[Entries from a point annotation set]
(begin)

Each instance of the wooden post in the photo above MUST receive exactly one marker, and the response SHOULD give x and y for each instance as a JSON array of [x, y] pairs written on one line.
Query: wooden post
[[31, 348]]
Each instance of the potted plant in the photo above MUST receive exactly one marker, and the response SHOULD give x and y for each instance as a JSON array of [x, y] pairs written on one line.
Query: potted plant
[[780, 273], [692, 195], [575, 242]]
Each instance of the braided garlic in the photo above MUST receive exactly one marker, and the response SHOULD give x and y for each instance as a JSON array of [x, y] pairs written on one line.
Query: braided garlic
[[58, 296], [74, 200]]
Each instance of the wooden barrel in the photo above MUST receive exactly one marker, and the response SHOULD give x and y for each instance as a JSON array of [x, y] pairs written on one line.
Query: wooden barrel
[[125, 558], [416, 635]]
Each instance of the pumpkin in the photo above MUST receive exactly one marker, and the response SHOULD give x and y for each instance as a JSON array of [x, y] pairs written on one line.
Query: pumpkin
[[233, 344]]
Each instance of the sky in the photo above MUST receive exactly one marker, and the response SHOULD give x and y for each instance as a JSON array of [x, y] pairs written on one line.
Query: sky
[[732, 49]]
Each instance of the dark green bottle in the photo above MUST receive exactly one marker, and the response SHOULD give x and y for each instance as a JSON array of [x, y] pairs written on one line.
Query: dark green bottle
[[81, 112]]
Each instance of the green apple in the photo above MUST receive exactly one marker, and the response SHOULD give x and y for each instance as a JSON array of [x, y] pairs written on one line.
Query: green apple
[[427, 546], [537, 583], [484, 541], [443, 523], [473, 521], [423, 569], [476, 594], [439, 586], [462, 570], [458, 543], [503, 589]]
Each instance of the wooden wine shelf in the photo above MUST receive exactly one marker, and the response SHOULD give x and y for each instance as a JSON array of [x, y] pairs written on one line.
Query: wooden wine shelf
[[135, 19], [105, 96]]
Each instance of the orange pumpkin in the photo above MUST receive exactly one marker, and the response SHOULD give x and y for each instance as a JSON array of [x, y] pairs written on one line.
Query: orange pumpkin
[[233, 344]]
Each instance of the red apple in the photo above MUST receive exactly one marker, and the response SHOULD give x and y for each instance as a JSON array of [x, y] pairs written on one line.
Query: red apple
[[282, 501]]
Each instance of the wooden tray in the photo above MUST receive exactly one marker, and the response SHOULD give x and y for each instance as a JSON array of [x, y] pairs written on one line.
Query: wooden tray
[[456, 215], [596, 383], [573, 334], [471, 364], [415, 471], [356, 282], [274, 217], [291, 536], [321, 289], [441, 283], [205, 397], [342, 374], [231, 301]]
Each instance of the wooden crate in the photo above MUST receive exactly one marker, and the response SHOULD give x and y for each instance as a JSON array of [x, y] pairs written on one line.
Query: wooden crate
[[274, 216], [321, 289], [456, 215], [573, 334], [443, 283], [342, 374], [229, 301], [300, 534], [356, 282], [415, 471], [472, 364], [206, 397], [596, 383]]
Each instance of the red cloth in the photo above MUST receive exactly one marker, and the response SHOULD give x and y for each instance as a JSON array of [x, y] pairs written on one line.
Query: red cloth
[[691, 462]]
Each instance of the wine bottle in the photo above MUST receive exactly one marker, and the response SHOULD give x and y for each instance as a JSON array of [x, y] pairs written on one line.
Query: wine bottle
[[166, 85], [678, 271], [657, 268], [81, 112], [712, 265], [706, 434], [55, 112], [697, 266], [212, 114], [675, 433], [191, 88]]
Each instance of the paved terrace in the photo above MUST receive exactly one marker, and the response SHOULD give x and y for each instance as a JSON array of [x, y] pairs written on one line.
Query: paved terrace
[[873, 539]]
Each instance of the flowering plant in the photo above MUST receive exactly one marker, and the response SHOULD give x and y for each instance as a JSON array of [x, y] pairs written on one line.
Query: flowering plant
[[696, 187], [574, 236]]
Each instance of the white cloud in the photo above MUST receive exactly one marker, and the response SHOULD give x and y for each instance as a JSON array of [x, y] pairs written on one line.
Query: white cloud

(end)

WHAT IS BEING ASKED. Starting at the first line of the data above and stopping after the line that contains "[[31, 348]]", arrange those lines as a numbered list, leaving out any blank lines.

TASK RESPONSE.
1. Each instance of the wooden post in the photo above MUST receive exactly one marker, and the response SHOULD give x and y for each instance as a JSON array of [x, y] pairs written on one line.
2. Query: wooden post
3. [[31, 348]]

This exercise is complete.